> [MATERIAL SUPPLIED]
----

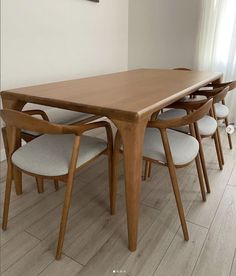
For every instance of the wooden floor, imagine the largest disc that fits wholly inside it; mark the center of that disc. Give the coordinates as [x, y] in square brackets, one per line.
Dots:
[96, 243]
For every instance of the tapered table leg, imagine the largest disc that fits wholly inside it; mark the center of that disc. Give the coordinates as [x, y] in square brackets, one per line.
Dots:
[132, 134]
[16, 105]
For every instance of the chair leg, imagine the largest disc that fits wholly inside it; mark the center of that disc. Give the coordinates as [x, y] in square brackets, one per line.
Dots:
[150, 169]
[229, 136]
[17, 175]
[178, 201]
[17, 180]
[56, 184]
[217, 146]
[146, 170]
[40, 184]
[7, 196]
[64, 217]
[200, 177]
[203, 162]
[220, 145]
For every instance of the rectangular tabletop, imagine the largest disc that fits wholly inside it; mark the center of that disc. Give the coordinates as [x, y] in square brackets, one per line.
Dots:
[125, 96]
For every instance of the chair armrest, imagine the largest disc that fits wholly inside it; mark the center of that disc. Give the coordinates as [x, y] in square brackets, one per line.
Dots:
[37, 112]
[95, 125]
[208, 93]
[182, 121]
[188, 105]
[231, 84]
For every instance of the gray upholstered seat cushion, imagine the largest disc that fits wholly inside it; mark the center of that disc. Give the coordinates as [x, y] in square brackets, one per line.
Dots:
[222, 111]
[184, 148]
[61, 116]
[206, 125]
[50, 155]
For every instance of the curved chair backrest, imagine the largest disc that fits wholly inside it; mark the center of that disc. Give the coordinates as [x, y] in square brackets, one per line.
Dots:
[21, 120]
[218, 97]
[185, 120]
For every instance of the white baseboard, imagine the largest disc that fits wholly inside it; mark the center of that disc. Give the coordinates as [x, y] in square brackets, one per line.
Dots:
[2, 155]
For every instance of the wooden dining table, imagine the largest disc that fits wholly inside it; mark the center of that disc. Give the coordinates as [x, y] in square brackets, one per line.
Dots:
[128, 99]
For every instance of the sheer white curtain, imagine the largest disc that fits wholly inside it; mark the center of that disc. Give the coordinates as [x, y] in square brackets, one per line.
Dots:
[217, 43]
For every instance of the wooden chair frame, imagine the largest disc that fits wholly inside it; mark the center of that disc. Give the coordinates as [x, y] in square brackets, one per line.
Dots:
[19, 120]
[27, 137]
[162, 126]
[231, 85]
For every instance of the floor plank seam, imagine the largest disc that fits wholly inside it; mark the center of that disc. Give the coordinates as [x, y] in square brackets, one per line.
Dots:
[199, 225]
[209, 230]
[166, 250]
[32, 235]
[37, 202]
[73, 259]
[21, 257]
[46, 267]
[231, 268]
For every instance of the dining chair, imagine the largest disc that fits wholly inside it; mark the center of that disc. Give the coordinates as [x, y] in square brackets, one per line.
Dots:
[54, 115]
[167, 147]
[57, 154]
[207, 127]
[221, 109]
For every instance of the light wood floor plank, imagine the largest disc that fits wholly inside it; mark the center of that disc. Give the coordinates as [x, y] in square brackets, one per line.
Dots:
[66, 266]
[232, 180]
[219, 248]
[50, 222]
[16, 248]
[203, 214]
[33, 262]
[89, 242]
[33, 214]
[154, 244]
[181, 256]
[114, 252]
[233, 268]
[96, 243]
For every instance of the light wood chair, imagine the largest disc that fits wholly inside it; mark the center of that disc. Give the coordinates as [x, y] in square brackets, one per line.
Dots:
[173, 149]
[54, 115]
[207, 126]
[221, 110]
[56, 154]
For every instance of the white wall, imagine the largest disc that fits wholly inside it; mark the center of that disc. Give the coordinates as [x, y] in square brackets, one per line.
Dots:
[50, 40]
[162, 33]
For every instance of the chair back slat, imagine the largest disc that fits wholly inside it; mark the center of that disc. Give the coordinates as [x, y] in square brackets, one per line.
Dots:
[220, 95]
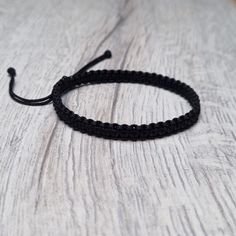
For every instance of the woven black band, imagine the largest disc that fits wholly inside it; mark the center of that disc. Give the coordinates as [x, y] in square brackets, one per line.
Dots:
[108, 130]
[125, 132]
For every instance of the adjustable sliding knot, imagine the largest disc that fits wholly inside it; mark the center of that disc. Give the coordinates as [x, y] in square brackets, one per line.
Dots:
[112, 130]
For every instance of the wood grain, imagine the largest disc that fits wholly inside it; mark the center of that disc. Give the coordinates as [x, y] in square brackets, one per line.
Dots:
[55, 181]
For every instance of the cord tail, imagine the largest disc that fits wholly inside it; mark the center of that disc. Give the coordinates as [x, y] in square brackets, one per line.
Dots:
[48, 99]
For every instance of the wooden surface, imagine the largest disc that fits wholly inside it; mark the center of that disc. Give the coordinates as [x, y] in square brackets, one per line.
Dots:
[55, 181]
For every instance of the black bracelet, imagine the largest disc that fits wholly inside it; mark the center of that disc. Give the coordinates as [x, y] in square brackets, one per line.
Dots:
[109, 130]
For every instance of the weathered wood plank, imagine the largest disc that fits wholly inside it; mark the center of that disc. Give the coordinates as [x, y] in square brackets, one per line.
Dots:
[55, 181]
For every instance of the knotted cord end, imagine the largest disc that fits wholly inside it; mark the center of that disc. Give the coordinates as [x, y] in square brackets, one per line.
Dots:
[11, 71]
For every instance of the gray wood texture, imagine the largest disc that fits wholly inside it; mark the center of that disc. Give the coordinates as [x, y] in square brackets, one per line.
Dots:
[55, 181]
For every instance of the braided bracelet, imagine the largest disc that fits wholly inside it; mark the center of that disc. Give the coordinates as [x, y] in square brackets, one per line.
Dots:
[113, 130]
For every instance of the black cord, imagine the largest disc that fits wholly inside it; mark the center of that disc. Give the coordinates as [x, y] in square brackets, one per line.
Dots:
[113, 130]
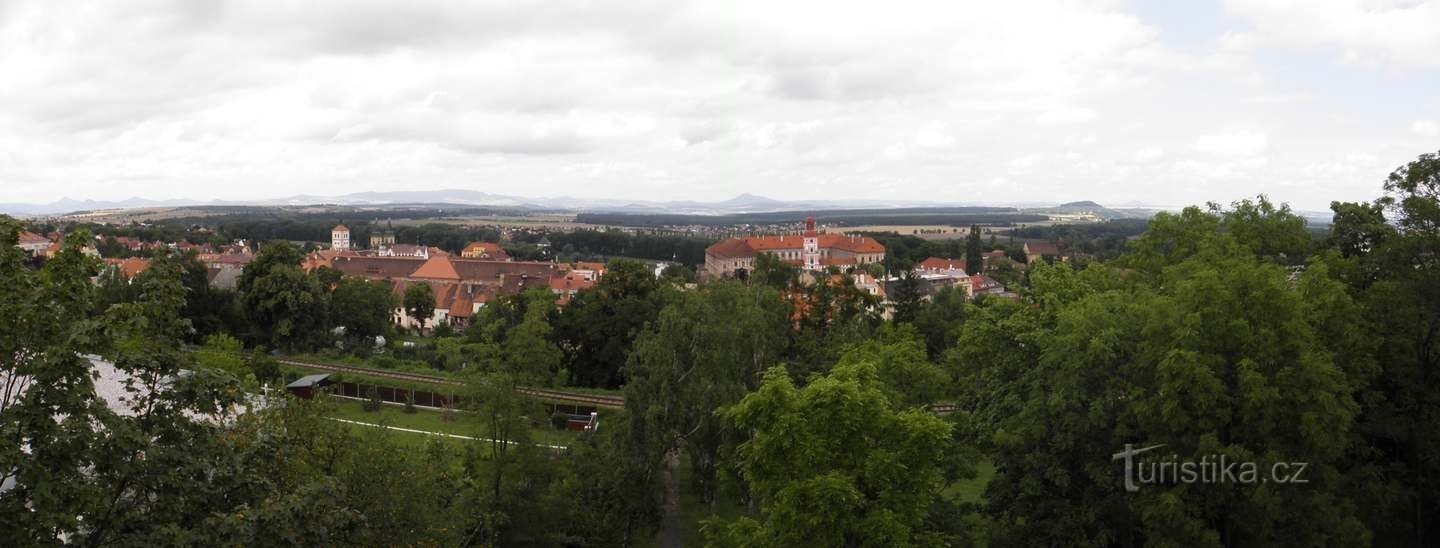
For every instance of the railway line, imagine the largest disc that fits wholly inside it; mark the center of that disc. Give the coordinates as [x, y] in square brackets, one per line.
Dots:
[598, 400]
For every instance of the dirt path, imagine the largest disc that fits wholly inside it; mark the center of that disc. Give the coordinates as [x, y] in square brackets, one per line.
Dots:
[668, 534]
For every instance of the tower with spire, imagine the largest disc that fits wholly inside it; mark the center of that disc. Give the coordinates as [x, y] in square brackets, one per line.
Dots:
[810, 253]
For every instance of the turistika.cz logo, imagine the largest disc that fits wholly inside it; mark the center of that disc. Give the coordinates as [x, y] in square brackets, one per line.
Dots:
[1208, 469]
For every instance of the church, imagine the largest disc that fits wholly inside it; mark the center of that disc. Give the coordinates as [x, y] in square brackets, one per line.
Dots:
[810, 250]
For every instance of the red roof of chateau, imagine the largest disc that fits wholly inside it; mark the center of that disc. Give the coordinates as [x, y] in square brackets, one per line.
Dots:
[942, 263]
[438, 266]
[749, 246]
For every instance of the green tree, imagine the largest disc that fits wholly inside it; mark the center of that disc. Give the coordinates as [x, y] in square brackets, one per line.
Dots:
[225, 353]
[974, 252]
[939, 318]
[419, 302]
[906, 297]
[704, 351]
[530, 355]
[598, 325]
[365, 308]
[769, 269]
[835, 465]
[287, 308]
[1217, 354]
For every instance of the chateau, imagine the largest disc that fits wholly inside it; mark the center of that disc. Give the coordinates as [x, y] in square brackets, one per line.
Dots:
[811, 250]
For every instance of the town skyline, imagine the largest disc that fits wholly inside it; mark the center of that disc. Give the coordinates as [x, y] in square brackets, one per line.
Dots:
[1050, 101]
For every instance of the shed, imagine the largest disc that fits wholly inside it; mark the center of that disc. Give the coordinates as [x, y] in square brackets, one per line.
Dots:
[307, 386]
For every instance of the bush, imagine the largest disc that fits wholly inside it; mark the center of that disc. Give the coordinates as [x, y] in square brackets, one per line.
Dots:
[372, 402]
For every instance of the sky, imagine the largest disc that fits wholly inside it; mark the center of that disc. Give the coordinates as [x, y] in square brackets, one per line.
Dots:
[1121, 102]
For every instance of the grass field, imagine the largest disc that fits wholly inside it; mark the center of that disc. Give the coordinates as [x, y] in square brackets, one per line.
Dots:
[428, 420]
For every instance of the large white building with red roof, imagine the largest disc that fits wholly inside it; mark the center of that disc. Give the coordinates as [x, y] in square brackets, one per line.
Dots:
[810, 249]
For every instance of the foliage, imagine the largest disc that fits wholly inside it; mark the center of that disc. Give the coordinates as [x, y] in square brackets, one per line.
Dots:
[596, 328]
[834, 463]
[419, 304]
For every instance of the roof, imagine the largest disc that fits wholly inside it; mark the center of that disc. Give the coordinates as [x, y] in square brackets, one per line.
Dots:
[497, 271]
[310, 381]
[569, 282]
[749, 246]
[437, 268]
[943, 263]
[32, 239]
[483, 249]
[1041, 248]
[376, 268]
[462, 307]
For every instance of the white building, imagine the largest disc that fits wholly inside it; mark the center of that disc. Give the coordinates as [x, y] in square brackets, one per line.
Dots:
[340, 238]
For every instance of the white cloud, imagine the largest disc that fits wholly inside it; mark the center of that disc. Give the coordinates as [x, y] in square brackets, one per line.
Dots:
[1149, 154]
[1234, 143]
[1067, 115]
[933, 135]
[683, 99]
[1426, 128]
[1387, 32]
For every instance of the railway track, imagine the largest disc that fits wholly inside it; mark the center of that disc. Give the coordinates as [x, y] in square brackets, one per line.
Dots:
[598, 400]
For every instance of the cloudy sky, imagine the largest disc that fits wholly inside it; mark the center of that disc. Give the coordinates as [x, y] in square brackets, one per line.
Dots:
[1164, 102]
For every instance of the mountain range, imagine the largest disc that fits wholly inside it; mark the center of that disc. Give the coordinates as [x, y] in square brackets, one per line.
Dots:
[743, 203]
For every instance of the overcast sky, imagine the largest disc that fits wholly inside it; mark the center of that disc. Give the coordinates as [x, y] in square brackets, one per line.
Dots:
[958, 101]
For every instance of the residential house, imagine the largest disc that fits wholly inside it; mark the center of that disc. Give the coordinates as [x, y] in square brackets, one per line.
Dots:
[810, 249]
[1036, 250]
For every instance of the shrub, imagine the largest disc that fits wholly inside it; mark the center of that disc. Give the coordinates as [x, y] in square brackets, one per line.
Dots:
[372, 402]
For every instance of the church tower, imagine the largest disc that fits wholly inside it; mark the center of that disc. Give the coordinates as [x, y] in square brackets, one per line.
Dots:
[340, 239]
[811, 252]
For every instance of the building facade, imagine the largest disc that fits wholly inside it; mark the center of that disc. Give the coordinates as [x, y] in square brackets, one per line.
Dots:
[810, 249]
[340, 238]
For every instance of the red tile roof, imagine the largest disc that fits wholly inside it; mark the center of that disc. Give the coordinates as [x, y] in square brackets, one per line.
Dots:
[437, 268]
[1041, 248]
[942, 263]
[29, 238]
[748, 246]
[483, 250]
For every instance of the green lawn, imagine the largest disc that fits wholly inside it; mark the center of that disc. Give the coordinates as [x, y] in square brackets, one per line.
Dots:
[972, 489]
[428, 420]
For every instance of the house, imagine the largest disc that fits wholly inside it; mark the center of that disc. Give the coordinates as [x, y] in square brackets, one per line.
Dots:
[1036, 250]
[985, 285]
[810, 249]
[484, 250]
[340, 238]
[382, 239]
[33, 243]
[461, 286]
[405, 250]
[223, 271]
[306, 387]
[942, 265]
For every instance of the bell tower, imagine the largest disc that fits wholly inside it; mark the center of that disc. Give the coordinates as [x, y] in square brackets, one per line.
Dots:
[811, 252]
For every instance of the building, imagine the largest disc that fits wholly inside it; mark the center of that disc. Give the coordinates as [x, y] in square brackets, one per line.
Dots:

----

Nothing should appear in the answer except the lines from the one with "For every instance of the bell" through the final line of the records, written exactly.

> [ANSWER TO THIS PROBLEM]
For every instance of the bell tower, imagine the largest disc that fits wholly inside it; mark the center of that disc. Give the coordinates as [x, y] in square brackets, one per line.
Dots:
[811, 252]
For every instance of the building, imagine the largest disc that fits wholly inside it; mark the center of that disc. Give the coordinates as [x, y] in square brackets, one per line.
Dots:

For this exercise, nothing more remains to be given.